*Directions*.
(1) Reproduce the portion of the passage on grown children and their parents starting at "Does the situation" and ending at "his own boss.".
(2) According to the passage on grown children and their parents, how old is the wife's mother now?
─── Supplied passage
I do not see a child to be obligated to accept the demands of the parents described there. For that matter not in any sense.

Does the situation change if the children are living under the parents' roof or if they live separately?
If they are living witht he parents they parents do have certain say so in their home. They can set rules even when the grown child should be at home if they want to. The child does not like it? Leave.
Separately? The grown child is his own boss.

What about if it's a single parent who has been a single parent for most of the childrens' lives?
What about it? I do not see any difference from what I have replied already. Maybe I missed a point.

Should the children just accept it - after all, the parent did raise them since they were babies. The parent certainly gave up a lot to make ends meet, made plenty of his/her own sacrifices to give what s/he could to the children. Family helps family sort of thing.
I covered that. In my case my wife and I decided to bring in my mother-in-law to live with us. To me it is the thing to do. One more mouth to feed will not kill us. My wife takes the time to take care of her mom that is 81 now. That is simply love. She did not do it because my MIL demanded it or even asked. Nowadays as a society we have become more selish and often simply put parents ina nursing when. Often they are still functional that they could live with their children but they become someone to get in the way, sad but true.
──────
─── The data
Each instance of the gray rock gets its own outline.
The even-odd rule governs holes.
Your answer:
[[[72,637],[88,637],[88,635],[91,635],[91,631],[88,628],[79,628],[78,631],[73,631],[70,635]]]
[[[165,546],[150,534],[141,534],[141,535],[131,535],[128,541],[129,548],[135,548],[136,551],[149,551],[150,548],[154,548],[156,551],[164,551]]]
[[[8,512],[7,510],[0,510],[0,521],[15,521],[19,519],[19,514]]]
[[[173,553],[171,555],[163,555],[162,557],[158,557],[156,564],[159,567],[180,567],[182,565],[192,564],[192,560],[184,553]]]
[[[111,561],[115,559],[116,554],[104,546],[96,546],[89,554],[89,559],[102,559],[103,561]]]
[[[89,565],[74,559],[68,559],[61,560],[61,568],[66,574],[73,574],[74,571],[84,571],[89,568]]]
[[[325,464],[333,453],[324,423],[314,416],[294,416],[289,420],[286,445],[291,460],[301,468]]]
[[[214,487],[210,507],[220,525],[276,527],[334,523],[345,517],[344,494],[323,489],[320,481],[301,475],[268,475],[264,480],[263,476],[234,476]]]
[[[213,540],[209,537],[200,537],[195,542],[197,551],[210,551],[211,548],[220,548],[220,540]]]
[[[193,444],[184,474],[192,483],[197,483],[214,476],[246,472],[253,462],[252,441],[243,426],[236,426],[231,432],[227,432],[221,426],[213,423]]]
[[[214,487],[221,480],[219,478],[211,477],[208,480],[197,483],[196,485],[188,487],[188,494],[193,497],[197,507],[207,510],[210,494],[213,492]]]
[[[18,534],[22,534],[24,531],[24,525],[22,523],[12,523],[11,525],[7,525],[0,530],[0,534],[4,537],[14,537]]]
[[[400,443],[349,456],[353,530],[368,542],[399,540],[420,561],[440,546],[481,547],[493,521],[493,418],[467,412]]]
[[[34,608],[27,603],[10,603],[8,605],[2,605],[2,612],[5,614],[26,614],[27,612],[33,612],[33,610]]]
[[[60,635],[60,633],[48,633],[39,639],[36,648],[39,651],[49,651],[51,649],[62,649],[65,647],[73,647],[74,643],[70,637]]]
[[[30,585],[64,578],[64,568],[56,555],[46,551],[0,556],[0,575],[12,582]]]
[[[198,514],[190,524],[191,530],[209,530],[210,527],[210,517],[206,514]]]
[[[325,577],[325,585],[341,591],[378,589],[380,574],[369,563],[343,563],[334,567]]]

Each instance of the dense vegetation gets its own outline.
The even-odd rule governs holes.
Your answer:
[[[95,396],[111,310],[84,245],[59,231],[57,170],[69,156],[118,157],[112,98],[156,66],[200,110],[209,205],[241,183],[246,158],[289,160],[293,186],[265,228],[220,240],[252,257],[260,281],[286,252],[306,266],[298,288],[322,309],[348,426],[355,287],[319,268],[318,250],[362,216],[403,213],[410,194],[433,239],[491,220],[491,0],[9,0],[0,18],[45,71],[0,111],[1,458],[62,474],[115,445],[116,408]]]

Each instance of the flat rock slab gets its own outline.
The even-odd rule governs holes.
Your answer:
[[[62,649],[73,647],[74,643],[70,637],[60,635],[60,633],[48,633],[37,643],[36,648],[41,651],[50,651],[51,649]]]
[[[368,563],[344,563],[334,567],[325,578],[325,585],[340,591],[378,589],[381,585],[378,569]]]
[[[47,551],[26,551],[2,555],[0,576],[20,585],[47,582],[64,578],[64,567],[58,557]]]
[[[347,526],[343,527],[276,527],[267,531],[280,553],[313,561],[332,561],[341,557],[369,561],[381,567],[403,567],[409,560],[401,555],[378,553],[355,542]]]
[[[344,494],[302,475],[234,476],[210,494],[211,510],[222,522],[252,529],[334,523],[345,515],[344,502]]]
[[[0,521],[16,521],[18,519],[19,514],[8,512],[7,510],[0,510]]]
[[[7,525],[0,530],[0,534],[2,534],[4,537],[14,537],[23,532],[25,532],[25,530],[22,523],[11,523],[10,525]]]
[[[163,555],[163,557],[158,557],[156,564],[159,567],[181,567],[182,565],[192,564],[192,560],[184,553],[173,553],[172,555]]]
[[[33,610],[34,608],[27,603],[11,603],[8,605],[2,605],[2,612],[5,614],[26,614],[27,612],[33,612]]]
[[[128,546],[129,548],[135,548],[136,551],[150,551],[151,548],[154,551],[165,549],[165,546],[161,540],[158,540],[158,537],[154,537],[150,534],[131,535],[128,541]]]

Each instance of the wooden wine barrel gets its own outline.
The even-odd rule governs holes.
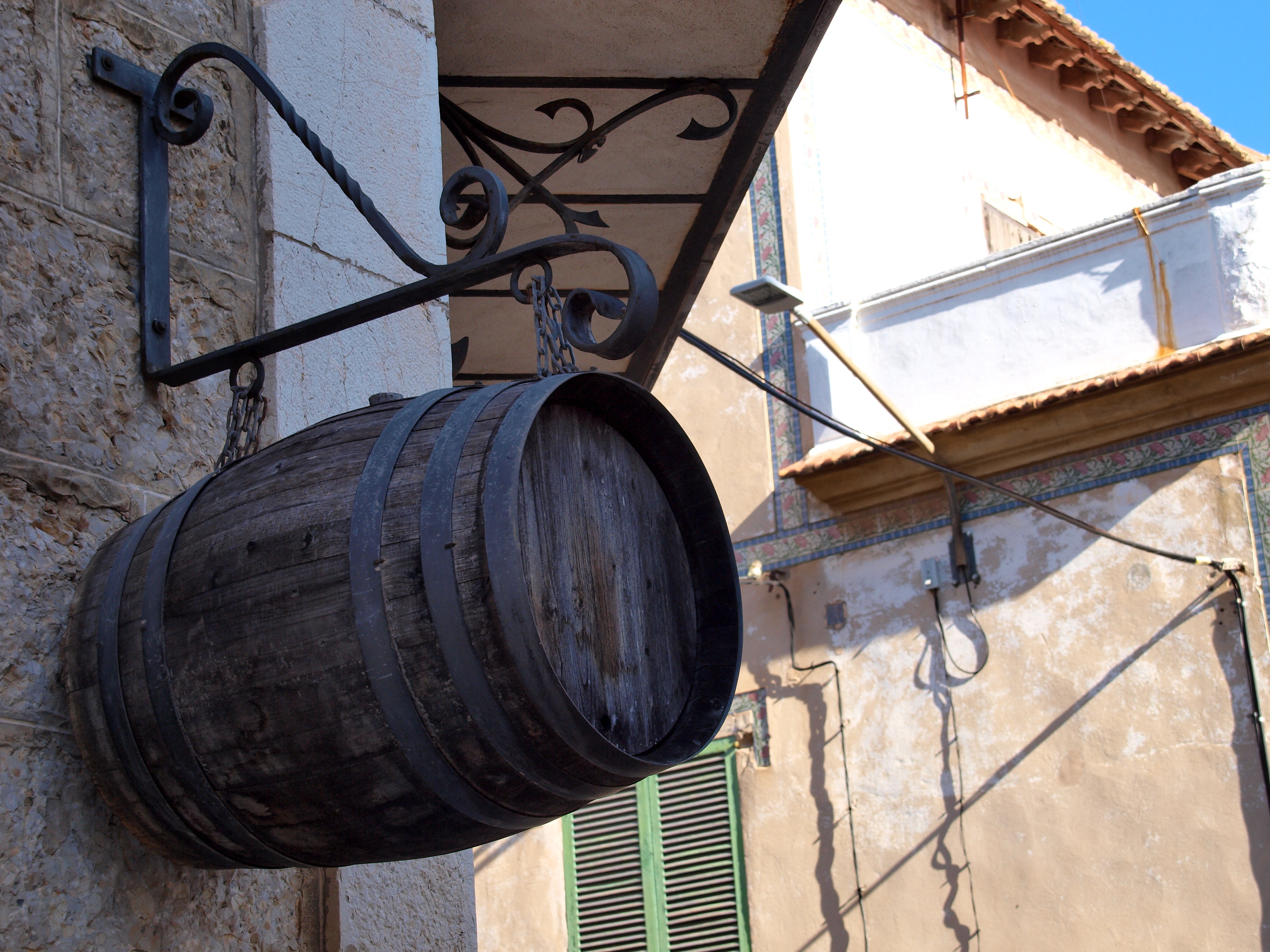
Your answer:
[[[678,763],[740,608],[683,430],[607,373],[335,416],[110,538],[80,583],[80,748],[202,867],[465,849]]]

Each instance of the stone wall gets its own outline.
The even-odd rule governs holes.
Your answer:
[[[342,943],[312,911],[315,873],[206,872],[146,852],[98,796],[67,729],[58,649],[76,580],[127,520],[208,472],[229,397],[224,376],[171,390],[140,374],[137,109],[90,77],[85,53],[100,46],[161,71],[199,41],[255,50],[262,20],[246,0],[0,3],[0,948],[475,944],[469,856],[399,864],[387,904],[385,873],[345,875],[329,923]],[[409,29],[434,43],[423,24]],[[423,86],[434,50],[432,62]],[[187,83],[212,95],[217,116],[197,145],[170,150],[174,360],[250,336],[268,326],[262,305],[286,306],[260,241],[262,222],[273,232],[257,98],[215,63]],[[408,190],[431,211],[439,149],[428,161],[414,183],[427,187]],[[352,270],[381,289],[378,275]],[[443,317],[411,319],[432,343],[395,378],[448,377]],[[340,397],[361,402],[378,383]]]

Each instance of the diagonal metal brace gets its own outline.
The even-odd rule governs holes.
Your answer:
[[[210,58],[227,60],[248,76],[392,253],[413,270],[427,277],[171,366],[168,145],[189,145],[197,141],[211,123],[212,100],[197,90],[177,85],[185,70]],[[262,357],[500,277],[511,275],[512,294],[527,302],[528,298],[519,287],[521,274],[526,269],[541,268],[550,284],[552,259],[588,251],[601,251],[616,258],[626,273],[629,291],[625,305],[607,294],[585,288],[570,292],[564,302],[564,331],[569,343],[578,350],[618,359],[634,353],[653,329],[657,316],[657,281],[644,259],[629,248],[596,235],[569,234],[498,251],[507,227],[507,192],[497,176],[481,168],[461,169],[451,175],[441,198],[441,217],[446,225],[475,228],[484,221],[479,235],[464,240],[462,246],[470,248],[467,255],[448,264],[444,261],[433,264],[420,258],[378,212],[357,180],[335,160],[316,132],[295,112],[260,67],[231,47],[220,43],[192,46],[171,61],[163,76],[99,47],[89,53],[88,62],[94,79],[121,89],[140,102],[141,282],[137,302],[141,310],[141,366],[147,380],[175,387],[213,373],[234,372],[246,362],[259,360]],[[174,118],[183,119],[184,128],[177,128]],[[464,189],[471,184],[484,190],[483,198],[464,194]],[[458,211],[461,204],[467,206],[466,211]],[[597,312],[618,321],[617,327],[599,341],[591,330],[591,319]]]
──────
*Exercise results*.
(1)
Does the situation change if the children are living under the parents' roof or if they live separately?
If they are living witht he parents they parents do have certain say so in their home. They can set rules even when the grown child should be at home if they want to. The child does not like it? Leave.
Separately? The grown child is his own boss.

(2) She is 81.